╭─ Document extract
Guajardo and her partner, SLMPD Officer Jazmon Garrett, have a job unlike any other member of the force.

While other officers bounce from crime to crime, the two trek up and down a 12-block stretch of Cherokee Street between Nebraska and Lemp Avenues.

The pairs' pretty unique assignment includes shaking hands and bringing smiles to faces of the community members and business owners that call the area home.

"They can just talk to us about anything and feel comfortable and not terrified," said Ofc. Garrett. "Some people have a stigma about police, it feels good that we can break it."

Guajardo and Garrett have been the only regular beat officers paid for solely by the department anywhere in the city since September 2016.

Still, even before then, performing foot beats weren't foreign to them.

"Me and my partner were already doing foot beats before this was even introduced to us," said Guajardo. "We would be out on Grand Avenue, walking the beat, trying to get to know people. So, this was nothing new to us."

Their commitment to community policing comes as issues over staffing shortages continue.

SLMPD's current roster of 1,184 officers is still 100 short of the department's optimal amount.

Yet, the Cherokee Street foot patrols are helping yield results. 

Crime is down over 8 percent collectively in the four neighborhoods that form the Cherokee Business District.

"It's not any cost to us," said Parm Pasta and Sandwich Company owner Diane Maijala. "It's a great addition to Cherokee street and we're happy to have them."

"It's a blueprint for success," said SLMPD District 3 Captain Shawn Dace.

Capt. Dace considers the Cherokee Street foot patrols a potential beginning for something bigger department-wide with an increase in officers.

"This is something that could be tried in other sectors of the city," said Capt. Dace. "They love them down there. I get calls all the time from different folks about how much they appreciate having them down there and please don't take them away from us. So, we're going to keep them down there as long as we can."
╰─
(Problems):
• 1. From the article on Cherokee Street foot patrols, repeat word for word the passage starting at "Guajardo and Garrett" and ending at "staffing shortages continue.".
• 2. List every person named in the article on Cherokee Street foot patrols, giving each name as it appears there.
• 3. Condense the paragraph of the article on Cherokee Street foot patrols that opens with the words "This is something that could be tried" into a single shorter sentence that keeps its main points.
╭─ Supplied records
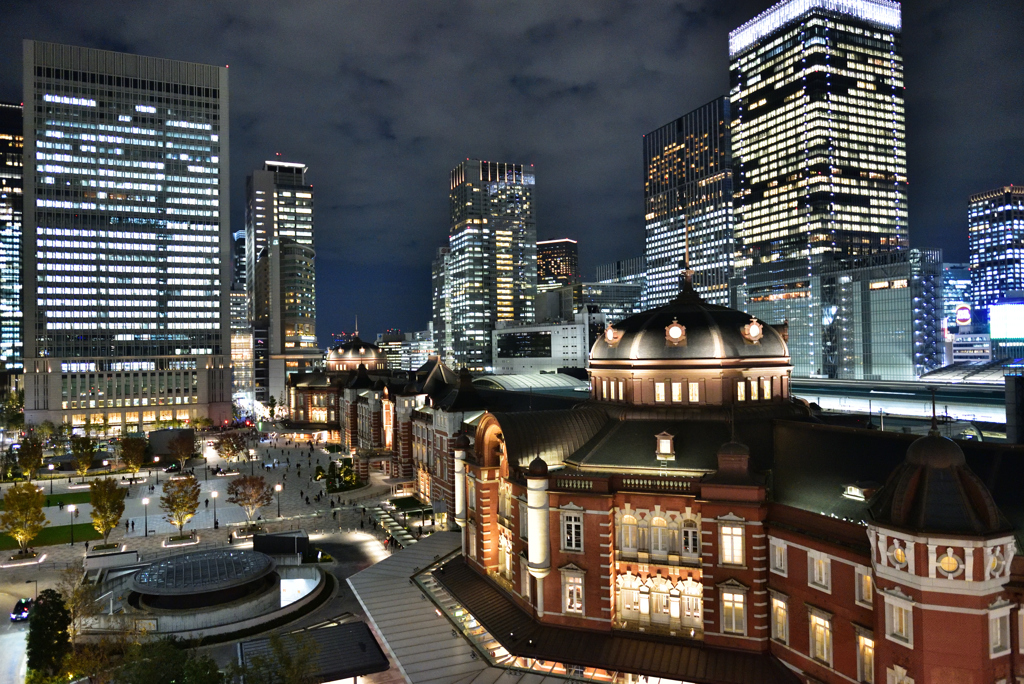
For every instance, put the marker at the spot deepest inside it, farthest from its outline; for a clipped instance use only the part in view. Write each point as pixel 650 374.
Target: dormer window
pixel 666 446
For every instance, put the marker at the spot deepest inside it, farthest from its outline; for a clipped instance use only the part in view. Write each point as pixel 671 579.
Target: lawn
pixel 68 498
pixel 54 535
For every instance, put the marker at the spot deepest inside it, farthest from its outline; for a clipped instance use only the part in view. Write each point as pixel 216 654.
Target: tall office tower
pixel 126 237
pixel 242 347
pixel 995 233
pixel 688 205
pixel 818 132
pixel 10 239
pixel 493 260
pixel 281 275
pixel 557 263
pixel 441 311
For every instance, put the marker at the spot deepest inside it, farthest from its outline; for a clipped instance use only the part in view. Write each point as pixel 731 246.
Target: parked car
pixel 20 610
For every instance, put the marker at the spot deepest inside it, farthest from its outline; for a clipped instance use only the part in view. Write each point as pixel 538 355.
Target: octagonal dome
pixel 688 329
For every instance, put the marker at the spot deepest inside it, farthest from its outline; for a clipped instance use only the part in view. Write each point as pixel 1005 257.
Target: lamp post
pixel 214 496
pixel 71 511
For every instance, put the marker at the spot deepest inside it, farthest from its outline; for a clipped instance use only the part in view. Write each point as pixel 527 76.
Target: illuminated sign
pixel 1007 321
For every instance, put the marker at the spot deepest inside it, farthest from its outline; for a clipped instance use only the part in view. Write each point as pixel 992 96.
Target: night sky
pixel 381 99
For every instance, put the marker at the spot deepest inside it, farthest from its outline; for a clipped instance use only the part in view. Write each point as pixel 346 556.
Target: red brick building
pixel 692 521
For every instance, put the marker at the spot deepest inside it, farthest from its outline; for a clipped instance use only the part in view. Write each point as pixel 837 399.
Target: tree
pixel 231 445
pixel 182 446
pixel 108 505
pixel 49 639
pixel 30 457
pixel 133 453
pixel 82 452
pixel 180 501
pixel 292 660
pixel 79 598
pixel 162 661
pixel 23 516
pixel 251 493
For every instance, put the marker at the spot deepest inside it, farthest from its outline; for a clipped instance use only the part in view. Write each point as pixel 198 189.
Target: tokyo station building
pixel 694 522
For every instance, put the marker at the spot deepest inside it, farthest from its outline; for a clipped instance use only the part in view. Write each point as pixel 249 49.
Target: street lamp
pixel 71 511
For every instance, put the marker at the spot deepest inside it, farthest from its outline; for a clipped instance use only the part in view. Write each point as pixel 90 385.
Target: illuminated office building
╰─
(Answers per task):
• 1.
Guajardo and Garrett have been the only regular beat officers paid for solely by the department anywhere in the city since September 2016.

Still, even before then, performing foot beats weren't foreign to them.

"Me and my partner were already doing foot beats before this was even introduced to us," said Guajardo. "We would be out on Grand Avenue, walking the beat, trying to get to know people. So, this was nothing new to us."

Their commitment to community policing comes as issues over staffing shortages continue.

• 2.
Guajardo
Jazmon Garrett
Diane Maijala
Shawn Dace

• 3. Capt. Dace said the approach could be tried in other sectors of the city, noting that people on Cherokee Street love the officers and often call to say they appreciate them and ask that they not be removed, so the department will keep them there as long as it can.